*WORK TO COMPLETE:* Take the lines of data below, starting with the line containing "Reviewer note: every instance of the green foliage" and going on through the line containing "column 297, row 205", and rename every "blue tracksuit" to "navy tracksuit". Reproduce only those lines, with nothing else changed.

*INPUT RECORDS:*
--*--

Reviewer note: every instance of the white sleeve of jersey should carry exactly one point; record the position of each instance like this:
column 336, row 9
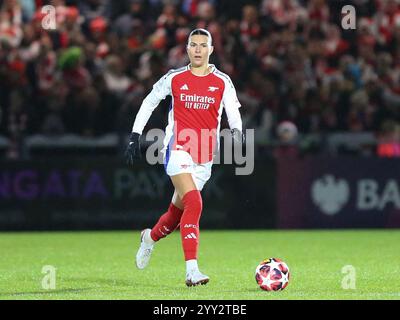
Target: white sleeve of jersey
column 232, row 105
column 160, row 90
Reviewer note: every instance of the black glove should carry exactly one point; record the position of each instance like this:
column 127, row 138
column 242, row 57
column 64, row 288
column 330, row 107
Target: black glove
column 238, row 136
column 132, row 152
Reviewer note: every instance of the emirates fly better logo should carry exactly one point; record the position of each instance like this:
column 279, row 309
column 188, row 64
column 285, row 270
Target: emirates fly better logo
column 330, row 195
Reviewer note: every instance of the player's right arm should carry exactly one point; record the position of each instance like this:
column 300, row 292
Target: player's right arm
column 160, row 90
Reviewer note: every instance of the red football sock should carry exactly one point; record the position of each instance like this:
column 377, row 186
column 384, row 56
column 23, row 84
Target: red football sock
column 167, row 223
column 192, row 206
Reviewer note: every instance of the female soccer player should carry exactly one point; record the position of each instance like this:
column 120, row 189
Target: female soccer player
column 199, row 93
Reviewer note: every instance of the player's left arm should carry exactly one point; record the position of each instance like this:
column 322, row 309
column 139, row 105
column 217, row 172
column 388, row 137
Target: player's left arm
column 231, row 105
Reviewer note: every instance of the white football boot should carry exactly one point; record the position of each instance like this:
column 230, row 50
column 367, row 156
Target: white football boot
column 144, row 253
column 195, row 277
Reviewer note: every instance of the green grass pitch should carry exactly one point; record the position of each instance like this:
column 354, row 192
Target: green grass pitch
column 100, row 265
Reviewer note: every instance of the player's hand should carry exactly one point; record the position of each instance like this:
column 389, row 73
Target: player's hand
column 238, row 137
column 132, row 152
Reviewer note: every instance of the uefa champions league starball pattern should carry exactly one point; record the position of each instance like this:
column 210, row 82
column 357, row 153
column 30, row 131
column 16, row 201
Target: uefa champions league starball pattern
column 272, row 275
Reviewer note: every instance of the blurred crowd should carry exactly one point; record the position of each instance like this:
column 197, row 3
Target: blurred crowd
column 290, row 60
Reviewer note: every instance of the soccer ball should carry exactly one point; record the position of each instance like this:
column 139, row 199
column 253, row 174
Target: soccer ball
column 272, row 274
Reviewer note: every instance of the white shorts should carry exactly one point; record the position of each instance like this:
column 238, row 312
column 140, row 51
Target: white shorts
column 178, row 161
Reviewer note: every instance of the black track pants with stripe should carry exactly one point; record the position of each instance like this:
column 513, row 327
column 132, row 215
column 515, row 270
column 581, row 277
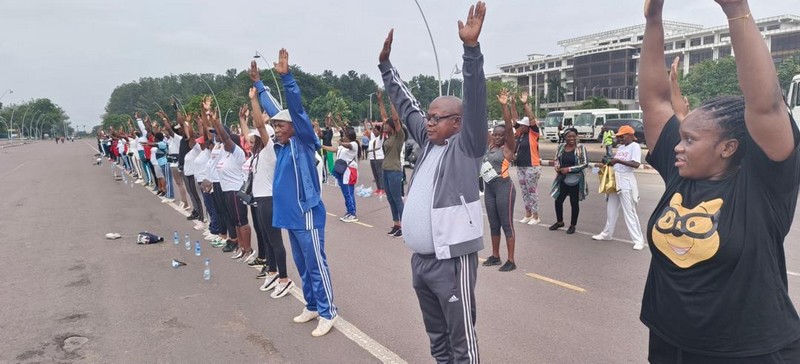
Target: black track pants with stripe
column 446, row 293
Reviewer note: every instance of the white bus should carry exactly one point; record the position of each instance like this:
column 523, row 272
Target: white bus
column 793, row 98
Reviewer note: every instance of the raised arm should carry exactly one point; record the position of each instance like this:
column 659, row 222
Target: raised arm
column 654, row 92
column 400, row 96
column 268, row 103
column 473, row 131
column 303, row 129
column 679, row 105
column 766, row 116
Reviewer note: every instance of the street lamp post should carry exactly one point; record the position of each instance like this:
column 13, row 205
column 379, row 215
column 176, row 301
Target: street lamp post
column 277, row 86
column 435, row 54
column 450, row 79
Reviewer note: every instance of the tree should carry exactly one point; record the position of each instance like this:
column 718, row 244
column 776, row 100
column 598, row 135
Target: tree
column 788, row 68
column 594, row 103
column 710, row 79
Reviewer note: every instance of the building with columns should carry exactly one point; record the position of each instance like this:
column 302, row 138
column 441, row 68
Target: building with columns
column 605, row 64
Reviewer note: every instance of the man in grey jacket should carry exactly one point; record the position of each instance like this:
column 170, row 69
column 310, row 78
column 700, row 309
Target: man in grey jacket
column 442, row 219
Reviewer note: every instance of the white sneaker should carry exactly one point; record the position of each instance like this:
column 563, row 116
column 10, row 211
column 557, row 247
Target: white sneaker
column 249, row 257
column 306, row 316
column 282, row 289
column 270, row 281
column 324, row 326
column 601, row 236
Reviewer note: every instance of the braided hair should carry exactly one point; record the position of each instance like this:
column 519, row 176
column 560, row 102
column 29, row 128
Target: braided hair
column 728, row 112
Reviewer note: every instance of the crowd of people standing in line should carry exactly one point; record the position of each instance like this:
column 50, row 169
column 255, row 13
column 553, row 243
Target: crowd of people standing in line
column 714, row 160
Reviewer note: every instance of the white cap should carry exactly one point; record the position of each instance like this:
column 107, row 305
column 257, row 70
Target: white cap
column 283, row 115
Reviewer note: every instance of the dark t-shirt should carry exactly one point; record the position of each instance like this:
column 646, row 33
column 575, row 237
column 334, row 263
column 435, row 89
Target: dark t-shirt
column 717, row 281
column 327, row 137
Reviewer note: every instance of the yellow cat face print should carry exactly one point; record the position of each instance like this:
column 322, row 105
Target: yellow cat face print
column 688, row 236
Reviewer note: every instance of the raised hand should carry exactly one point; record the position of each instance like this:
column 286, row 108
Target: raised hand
column 523, row 97
column 282, row 66
column 387, row 47
column 502, row 98
column 653, row 8
column 254, row 75
column 469, row 31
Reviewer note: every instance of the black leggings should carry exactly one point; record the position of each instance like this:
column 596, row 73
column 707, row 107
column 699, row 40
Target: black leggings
column 572, row 192
column 270, row 241
column 197, row 204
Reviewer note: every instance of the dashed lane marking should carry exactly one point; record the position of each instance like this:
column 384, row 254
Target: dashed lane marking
column 556, row 282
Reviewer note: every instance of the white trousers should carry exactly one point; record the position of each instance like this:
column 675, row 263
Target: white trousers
column 623, row 199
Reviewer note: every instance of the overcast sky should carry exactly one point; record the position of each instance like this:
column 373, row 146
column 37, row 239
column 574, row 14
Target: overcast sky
column 76, row 51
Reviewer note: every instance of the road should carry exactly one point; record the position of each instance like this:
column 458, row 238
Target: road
column 572, row 300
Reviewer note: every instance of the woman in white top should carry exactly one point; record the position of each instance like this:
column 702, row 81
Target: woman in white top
column 375, row 154
column 347, row 154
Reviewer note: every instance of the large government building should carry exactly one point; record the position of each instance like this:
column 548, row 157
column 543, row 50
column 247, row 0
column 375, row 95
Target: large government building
column 605, row 64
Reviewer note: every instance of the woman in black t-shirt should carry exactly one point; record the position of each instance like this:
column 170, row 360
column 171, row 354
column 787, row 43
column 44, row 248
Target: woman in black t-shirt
column 717, row 289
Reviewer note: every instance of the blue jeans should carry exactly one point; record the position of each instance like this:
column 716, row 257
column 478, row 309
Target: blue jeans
column 348, row 192
column 393, row 185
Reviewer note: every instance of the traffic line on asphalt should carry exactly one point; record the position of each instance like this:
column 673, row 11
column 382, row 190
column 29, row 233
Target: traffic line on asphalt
column 15, row 168
column 355, row 335
column 556, row 282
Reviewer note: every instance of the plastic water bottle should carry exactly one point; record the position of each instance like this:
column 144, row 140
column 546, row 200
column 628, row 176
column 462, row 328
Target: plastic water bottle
column 207, row 270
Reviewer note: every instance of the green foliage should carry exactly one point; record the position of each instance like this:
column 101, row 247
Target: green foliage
column 710, row 79
column 594, row 103
column 788, row 68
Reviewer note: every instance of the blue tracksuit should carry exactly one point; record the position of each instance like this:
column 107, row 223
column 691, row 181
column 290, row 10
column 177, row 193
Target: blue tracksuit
column 297, row 205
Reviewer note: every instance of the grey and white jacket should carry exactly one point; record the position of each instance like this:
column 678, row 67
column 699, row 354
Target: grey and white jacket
column 456, row 215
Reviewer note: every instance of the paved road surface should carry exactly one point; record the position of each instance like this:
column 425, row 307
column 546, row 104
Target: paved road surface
column 572, row 300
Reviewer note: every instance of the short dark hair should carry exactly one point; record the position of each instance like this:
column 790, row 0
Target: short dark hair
column 728, row 112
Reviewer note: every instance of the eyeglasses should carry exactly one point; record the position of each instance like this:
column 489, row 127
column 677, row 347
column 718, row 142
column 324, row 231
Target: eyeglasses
column 435, row 119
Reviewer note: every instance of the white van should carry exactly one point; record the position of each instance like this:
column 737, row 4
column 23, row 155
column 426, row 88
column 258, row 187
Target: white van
column 793, row 98
column 556, row 121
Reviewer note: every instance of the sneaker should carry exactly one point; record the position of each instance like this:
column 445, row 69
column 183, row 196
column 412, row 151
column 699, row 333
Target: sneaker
column 491, row 260
column 250, row 257
column 282, row 289
column 270, row 282
column 508, row 266
column 324, row 326
column 230, row 246
column 263, row 273
column 257, row 261
column 306, row 316
column 601, row 236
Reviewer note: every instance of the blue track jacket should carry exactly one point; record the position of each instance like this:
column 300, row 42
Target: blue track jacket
column 296, row 188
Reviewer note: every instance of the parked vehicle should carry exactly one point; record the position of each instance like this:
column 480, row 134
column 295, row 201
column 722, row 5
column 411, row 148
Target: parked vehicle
column 636, row 124
column 793, row 98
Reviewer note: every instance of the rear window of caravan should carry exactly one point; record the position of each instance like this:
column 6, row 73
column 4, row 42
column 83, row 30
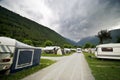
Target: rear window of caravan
column 107, row 49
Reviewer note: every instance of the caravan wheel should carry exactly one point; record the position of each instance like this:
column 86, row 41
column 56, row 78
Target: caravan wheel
column 7, row 72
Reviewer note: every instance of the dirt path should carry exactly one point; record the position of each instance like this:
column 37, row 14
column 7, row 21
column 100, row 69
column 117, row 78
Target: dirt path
column 73, row 67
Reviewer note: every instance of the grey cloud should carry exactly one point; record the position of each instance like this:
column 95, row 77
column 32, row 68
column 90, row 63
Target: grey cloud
column 74, row 19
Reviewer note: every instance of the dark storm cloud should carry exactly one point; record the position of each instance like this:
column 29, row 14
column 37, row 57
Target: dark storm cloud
column 74, row 19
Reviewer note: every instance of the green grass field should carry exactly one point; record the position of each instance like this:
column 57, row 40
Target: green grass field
column 55, row 55
column 103, row 69
column 21, row 74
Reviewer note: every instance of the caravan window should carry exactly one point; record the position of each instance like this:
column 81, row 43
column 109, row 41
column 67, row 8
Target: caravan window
column 4, row 49
column 107, row 49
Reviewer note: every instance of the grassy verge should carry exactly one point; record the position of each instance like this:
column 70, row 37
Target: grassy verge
column 21, row 74
column 55, row 55
column 103, row 69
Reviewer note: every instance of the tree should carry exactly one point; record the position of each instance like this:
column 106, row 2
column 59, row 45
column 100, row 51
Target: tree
column 48, row 43
column 103, row 35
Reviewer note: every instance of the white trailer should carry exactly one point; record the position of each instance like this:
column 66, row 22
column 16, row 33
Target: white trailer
column 108, row 51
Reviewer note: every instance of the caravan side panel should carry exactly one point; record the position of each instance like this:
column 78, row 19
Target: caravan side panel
column 24, row 58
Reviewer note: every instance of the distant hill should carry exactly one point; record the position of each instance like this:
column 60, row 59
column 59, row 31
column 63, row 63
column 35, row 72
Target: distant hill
column 115, row 34
column 92, row 39
column 15, row 26
column 71, row 42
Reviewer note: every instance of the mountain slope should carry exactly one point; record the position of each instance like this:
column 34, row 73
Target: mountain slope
column 21, row 28
column 92, row 39
column 115, row 34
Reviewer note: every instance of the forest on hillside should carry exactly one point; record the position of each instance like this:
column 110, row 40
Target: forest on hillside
column 15, row 26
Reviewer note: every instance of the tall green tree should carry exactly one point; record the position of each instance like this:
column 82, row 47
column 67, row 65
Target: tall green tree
column 103, row 35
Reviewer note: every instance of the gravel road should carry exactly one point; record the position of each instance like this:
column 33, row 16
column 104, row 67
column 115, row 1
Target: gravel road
column 73, row 67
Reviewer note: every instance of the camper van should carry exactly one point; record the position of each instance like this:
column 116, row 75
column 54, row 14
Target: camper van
column 15, row 56
column 108, row 51
column 5, row 58
column 79, row 50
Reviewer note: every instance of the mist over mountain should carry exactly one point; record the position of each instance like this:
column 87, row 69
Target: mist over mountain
column 115, row 34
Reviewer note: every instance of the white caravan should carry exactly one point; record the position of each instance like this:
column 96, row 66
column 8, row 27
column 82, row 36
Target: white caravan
column 79, row 50
column 108, row 51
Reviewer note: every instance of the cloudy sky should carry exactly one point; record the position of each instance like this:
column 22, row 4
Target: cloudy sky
column 74, row 19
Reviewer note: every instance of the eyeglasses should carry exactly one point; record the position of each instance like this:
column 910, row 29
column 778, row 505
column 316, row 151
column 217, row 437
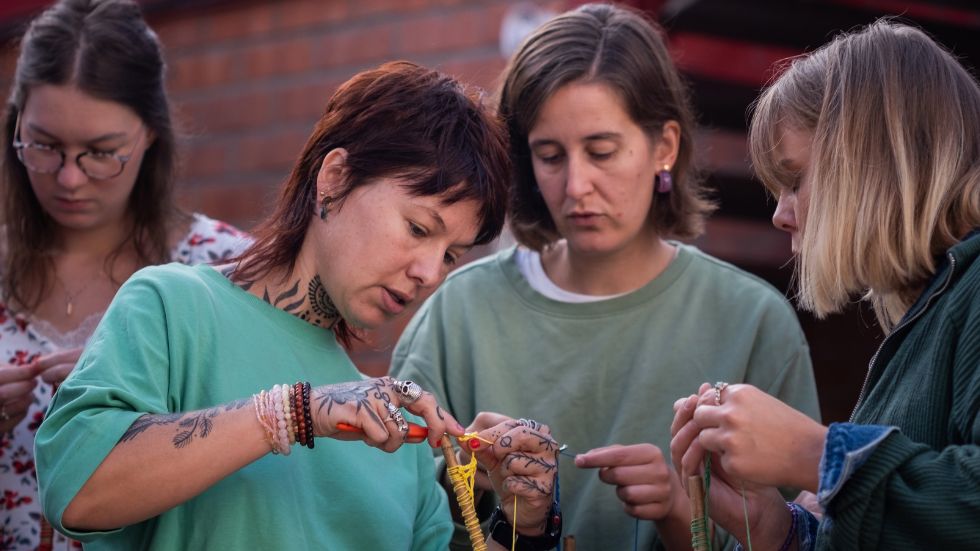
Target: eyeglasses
column 44, row 159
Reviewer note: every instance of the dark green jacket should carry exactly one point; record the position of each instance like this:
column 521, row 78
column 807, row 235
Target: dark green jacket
column 920, row 487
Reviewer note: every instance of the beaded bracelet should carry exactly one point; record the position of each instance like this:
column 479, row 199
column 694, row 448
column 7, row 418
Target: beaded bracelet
column 788, row 542
column 277, row 409
column 300, row 418
column 284, row 414
column 287, row 409
column 307, row 414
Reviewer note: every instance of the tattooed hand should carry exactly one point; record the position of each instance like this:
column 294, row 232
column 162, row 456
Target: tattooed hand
column 522, row 462
column 365, row 404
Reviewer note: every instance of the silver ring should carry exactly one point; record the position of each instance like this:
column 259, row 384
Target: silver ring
column 529, row 423
column 395, row 414
column 719, row 386
column 409, row 391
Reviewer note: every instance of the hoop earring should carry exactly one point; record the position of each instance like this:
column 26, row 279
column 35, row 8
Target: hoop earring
column 663, row 181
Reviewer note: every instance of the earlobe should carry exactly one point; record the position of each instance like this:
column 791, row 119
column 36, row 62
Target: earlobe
column 330, row 179
column 333, row 170
column 668, row 147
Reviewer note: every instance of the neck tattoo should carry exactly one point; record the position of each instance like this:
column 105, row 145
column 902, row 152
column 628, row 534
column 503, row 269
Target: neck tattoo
column 322, row 311
column 316, row 307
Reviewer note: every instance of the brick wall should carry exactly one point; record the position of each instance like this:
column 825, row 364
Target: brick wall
column 249, row 78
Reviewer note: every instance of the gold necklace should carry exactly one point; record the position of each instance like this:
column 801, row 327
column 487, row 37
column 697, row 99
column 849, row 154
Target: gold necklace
column 69, row 296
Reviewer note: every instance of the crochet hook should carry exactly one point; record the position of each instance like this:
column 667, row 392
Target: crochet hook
column 416, row 433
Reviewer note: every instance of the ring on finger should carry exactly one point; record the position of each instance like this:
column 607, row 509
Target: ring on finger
column 395, row 414
column 409, row 391
column 529, row 423
column 719, row 386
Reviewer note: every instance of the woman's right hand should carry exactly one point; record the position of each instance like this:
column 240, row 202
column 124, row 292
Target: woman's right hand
column 521, row 460
column 768, row 517
column 374, row 407
column 17, row 383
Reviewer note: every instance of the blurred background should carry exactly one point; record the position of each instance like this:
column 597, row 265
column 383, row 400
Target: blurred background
column 249, row 78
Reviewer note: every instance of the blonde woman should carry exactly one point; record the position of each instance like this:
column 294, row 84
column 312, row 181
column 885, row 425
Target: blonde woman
column 872, row 145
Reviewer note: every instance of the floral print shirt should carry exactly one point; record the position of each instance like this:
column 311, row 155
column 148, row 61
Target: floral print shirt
column 22, row 340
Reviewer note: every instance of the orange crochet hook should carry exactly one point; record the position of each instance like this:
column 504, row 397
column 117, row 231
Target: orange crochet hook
column 416, row 433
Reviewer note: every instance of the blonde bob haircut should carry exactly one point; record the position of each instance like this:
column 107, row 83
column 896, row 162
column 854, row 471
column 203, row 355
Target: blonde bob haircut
column 894, row 166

--*--

*ANSWER FOR THIS EXERCISE:*
Reviewer note: every instance of the green foliage should carry exactly one point; record the position of each instance like this:
column 101, row 247
Target: green foliage
column 710, row 79
column 594, row 103
column 788, row 68
Reviewer note: every instance of the navy tracksuit should carry exactly one point; record the position of each instance like this:
column 107, row 223
column 691, row 181
column 290, row 10
column 177, row 193
Target: navy tracksuit
column 297, row 205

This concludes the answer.